### CONSIGNA A
Según el extracto sobre Chernobyl, ¿qué llevó a Gorbachev a admitir finalmente lo sucedido?

Los efectos de Chernobyl son numerosos y variados. En primer lugar, fue la primera gran pifia de Mikhail Gorbachev: apenas unas semanas antes, había anunciado que, gracias al Glastnost (Apertura), la URSS dejaba de ser el país secreto y amordazado que todos conocíamos (o mejor dicho, desconocíamos). Y ¡zácatelas!, que le estalla (je, je) este problema. La reacción del Gobierno de Moscú fue de libro de texto… todo un tratado de incompetencia. Al principio el Kremlin no reconoció siquiera que hubiera ocurrido nada. La evacuación de la población civil tardó muchas horas. Los bomberos tuvieron que trabajar con las uñas ante la falta de equipo y de protocolos contra accidentes de este tipo: algunos murieron por efecto de la radiación a los pocos días. Cuando los suecos empezaron a ver brillar sus vacas en la noche, Gorbachev finalmente tuvo que admitir lo sucedido, y luego procedió a desdeñar la ayuda extranjera… condenando a las Fuerzas de emergencia a la improvisación más criminal. Bonita manera de estrenar la nueva transparencia.

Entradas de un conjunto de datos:
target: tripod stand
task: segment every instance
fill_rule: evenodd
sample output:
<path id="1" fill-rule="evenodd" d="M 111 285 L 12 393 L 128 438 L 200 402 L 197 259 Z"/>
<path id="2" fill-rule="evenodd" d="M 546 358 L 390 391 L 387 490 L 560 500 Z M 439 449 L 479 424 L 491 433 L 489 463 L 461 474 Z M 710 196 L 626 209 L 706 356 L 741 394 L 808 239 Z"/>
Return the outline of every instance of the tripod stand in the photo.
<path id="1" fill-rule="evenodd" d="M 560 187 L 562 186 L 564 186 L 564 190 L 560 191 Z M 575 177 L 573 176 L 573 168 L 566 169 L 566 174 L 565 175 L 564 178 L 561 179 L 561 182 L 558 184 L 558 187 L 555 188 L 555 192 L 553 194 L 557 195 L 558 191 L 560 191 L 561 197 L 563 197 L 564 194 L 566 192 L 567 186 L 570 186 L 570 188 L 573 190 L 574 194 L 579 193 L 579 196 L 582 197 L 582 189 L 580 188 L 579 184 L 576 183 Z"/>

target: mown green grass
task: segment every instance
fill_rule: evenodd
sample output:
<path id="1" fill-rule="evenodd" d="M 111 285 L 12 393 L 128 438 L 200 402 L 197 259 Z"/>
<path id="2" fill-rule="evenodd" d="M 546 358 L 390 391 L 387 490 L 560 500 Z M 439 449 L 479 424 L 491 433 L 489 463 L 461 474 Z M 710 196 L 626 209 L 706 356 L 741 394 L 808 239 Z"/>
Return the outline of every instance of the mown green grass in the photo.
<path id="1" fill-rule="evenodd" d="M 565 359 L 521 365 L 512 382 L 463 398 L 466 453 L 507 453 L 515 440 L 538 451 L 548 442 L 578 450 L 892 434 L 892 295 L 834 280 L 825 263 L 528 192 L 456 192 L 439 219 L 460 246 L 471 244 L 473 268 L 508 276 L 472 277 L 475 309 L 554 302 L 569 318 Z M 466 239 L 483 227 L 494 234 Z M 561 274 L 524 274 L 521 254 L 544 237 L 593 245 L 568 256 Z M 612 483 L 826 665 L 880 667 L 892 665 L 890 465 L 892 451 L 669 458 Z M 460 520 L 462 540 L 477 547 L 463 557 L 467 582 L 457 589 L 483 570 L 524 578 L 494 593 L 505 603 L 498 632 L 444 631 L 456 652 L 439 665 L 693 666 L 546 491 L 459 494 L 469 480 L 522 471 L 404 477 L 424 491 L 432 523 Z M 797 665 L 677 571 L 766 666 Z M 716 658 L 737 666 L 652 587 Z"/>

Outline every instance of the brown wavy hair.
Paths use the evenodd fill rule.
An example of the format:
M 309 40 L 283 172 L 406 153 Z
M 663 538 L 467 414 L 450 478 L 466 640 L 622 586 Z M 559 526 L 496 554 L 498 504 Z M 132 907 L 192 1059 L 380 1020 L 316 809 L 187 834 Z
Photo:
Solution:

### CONSIGNA B
Transcriba sin cambios las líneas del listado desde la que contiene "target: mown green grass" hasta la que contiene "565 359 L 521", ambas incluidas.

### RESULTADO CORRECTO A
Que los suecos empezaran a ver brillar sus vacas en la noche.

### RESULTADO CORRECTO B
target: mown green grass
task: segment every instance
fill_rule: evenodd
sample output:
<path id="1" fill-rule="evenodd" d="M 111 285 L 12 393 L 128 438 L 200 402 L 197 259 Z"/>
<path id="2" fill-rule="evenodd" d="M 546 358 L 390 391 L 387 490 L 560 500 Z M 439 449 L 479 424 L 491 433 L 489 463 L 461 474 Z M 710 196 L 626 209 L 706 356 L 741 394 L 808 239 Z"/>
Return the outline of every instance of the mown green grass in the photo.
<path id="1" fill-rule="evenodd" d="M 565 359 L 521 365 L 512 382 L 463 398 L 466 453 L 507 453 L 515 440 L 538 451 L 548 442 L 578 450 L 892 434 L 892 295 L 834 280 L 825 263 L 528 192 L 456 192 L 439 219 L 460 246 L 471 244 L 473 268 L 508 276 L 472 277 L 475 309 L 554 302 L 569 318 Z M 466 239 L 483 227 L 494 234 Z M 561 274 L 524 274 L 521 254 L 544 237 L 593 245 L 568 256 Z M 612 483 L 826 665 L 880 667 L 892 665 L 890 465 L 892 451 L 669 458 Z M 460 520 L 462 540 L 477 547 L 463 557 L 467 582 L 457 589 L 483 570 L 524 578 L 494 593 L 505 603 L 498 632 L 444 631 L 456 652 L 439 665 L 693 666 L 546 491 L 459 494 L 469 480 L 522 471 L 404 477 L 424 491 L 432 523 Z M 797 665 L 677 571 L 766 666 Z M 716 658 L 737 666 L 652 587 Z"/>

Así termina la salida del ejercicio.